→ **CHALLENGE A**:
Transcribe the passage of the paddling footwear discussion that begins with the words containing "I’m going to" and ends with "the 2 pads).".
─── PAGE ───
I’m using Chotas with side zippers and
felt sole inserts. They are stiff enough that I am not troubled by pieces of gravel when I am carrying the boat up to the car, and they are flexible enough that when I kneel in the canoe, they allow a reasonable bend along the bottom of my foot. Chotas are very well made. The felt sole inserts are great for walking in water on slippery rocks. None of the available rubbers quite matches felt for traction on slippery rocks, although when walking on slanted DRY rocks, you have to be aware of the limitations of the felt. The Chotas have rubber surrounding the felt, so dry rock traction is pretty good also.

I urge you to check out the chota site before ordering anything. They do not sell direct, but will route you to a dealer. I got mine through NOC, and I have also gotten Chota gear through Piragis.

I’m going to hear about this one…
I often use my PFD to cushion my heels! I guess if all else fails you could try those yakpadz things that you attach to your foot pegs. I may get some for my kayaks just in case I feel like wearing my PFD for a change!

two things helped me
Gluing 2 neoprene pads below my footpegs…about five square inches each. They support my ankles and heels and also keeps me from grinding away under my feet because of residual sand after a beach stop. (I used the worn area to let me know exactly where to glue the 2 pads).
─── TASK INPUT ───
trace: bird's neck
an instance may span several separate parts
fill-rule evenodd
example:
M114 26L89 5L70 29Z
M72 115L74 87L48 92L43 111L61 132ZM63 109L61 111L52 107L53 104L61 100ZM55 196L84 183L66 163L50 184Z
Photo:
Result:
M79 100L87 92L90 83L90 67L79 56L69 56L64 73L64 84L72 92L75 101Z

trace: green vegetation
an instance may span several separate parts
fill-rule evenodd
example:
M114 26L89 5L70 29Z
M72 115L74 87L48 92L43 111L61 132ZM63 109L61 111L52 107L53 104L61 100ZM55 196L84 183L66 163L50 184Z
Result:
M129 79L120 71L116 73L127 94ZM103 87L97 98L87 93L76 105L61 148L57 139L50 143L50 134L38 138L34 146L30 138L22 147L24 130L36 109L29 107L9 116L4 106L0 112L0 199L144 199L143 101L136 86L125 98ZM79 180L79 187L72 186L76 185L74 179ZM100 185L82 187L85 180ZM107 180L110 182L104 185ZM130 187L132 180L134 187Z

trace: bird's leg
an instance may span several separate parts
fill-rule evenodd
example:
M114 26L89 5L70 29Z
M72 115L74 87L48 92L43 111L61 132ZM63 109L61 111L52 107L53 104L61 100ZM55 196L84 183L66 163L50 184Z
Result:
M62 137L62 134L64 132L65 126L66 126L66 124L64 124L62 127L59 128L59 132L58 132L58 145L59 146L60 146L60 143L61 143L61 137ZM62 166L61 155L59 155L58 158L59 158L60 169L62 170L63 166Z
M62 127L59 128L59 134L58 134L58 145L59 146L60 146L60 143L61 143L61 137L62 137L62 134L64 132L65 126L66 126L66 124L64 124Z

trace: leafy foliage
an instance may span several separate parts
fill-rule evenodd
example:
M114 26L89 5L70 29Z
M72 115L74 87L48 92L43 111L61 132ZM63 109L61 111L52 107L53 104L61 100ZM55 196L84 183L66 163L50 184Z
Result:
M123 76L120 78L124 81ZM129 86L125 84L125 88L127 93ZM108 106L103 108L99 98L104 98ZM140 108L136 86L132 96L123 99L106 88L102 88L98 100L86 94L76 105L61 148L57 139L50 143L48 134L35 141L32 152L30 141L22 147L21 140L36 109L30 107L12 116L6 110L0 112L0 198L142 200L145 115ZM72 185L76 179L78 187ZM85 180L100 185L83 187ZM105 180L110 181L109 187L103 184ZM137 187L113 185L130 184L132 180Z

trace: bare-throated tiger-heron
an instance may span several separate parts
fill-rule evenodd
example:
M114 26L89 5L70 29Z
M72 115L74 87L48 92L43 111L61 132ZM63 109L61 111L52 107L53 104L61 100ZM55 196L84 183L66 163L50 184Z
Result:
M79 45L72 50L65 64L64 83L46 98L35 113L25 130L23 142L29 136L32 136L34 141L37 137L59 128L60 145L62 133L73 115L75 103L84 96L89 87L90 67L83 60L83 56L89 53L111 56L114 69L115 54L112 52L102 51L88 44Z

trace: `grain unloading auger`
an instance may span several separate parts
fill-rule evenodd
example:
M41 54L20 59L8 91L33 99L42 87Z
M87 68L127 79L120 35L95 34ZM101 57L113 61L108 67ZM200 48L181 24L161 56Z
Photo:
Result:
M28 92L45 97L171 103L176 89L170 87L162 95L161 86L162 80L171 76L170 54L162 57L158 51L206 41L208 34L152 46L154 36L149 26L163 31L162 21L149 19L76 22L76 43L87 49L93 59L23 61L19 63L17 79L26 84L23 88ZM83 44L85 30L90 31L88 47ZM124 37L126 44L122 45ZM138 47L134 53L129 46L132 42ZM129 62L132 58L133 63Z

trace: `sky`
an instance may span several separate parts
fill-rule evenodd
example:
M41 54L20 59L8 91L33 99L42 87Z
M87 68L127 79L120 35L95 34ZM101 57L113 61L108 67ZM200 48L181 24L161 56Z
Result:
───
→ **CHALLENGE B**:
Reproduce word for word the entries from their first line through the line containing "M62 127L59 128L59", including both of those lines.

→ **COMPLETE RESPONSE A**:
I’m going to hear about this one…
I often use my PFD to cushion my heels! I guess if all else fails you could try those yakpadz things that you attach to your foot pegs. I may get some for my kayaks just in case I feel like wearing my PFD for a change!

two things helped me
Gluing 2 neoprene pads below my footpegs…about five square inches each. They support my ankles and heels and also keeps me from grinding away under my feet because of residual sand after a beach stop. (I used the worn area to let me know exactly where to glue the 2 pads).

→ **COMPLETE RESPONSE B**:
trace: bird's neck
an instance may span several separate parts
fill-rule evenodd
example:
M114 26L89 5L70 29Z
M72 115L74 87L48 92L43 111L61 132ZM63 109L61 111L52 107L53 104L61 100ZM55 196L84 183L66 163L50 184Z
Photo:
Result:
M79 100L87 92L90 83L90 67L79 56L69 56L64 73L64 84L72 92L75 101Z

trace: green vegetation
an instance may span several separate parts
fill-rule evenodd
example:
M114 26L89 5L70 29Z
M72 115L74 87L48 92L43 111L61 132ZM63 109L61 111L52 107L53 104L61 100ZM55 196L84 183L66 163L50 184Z
Result:
M129 79L120 71L116 73L127 94ZM103 87L97 98L87 93L76 105L61 148L57 139L50 143L50 134L38 138L34 146L30 138L22 147L24 130L36 109L29 107L9 116L4 106L0 112L0 199L144 199L143 101L136 86L125 98ZM79 180L79 187L72 186L76 185L74 179ZM100 185L82 187L85 180ZM107 180L110 182L104 185ZM130 187L132 180L134 187Z

trace: bird's leg
an instance may span several separate parts
fill-rule evenodd
example:
M114 26L89 5L70 29Z
M72 115L74 87L48 92L43 111L61 132ZM63 109L61 111L52 107L53 104L61 100ZM55 196L84 183L66 163L50 184Z
Result:
M62 137L62 134L64 132L65 126L66 126L66 124L64 124L62 127L59 128L59 132L58 132L58 145L59 146L60 146L60 143L61 143L61 137ZM62 166L61 155L59 155L58 158L59 158L60 169L62 170L63 166Z
M62 127L59 128L59 134L58 134L58 145L59 146L60 146L60 143L61 143L61 137L62 137L62 134L64 132L65 126L66 126L66 124L64 124Z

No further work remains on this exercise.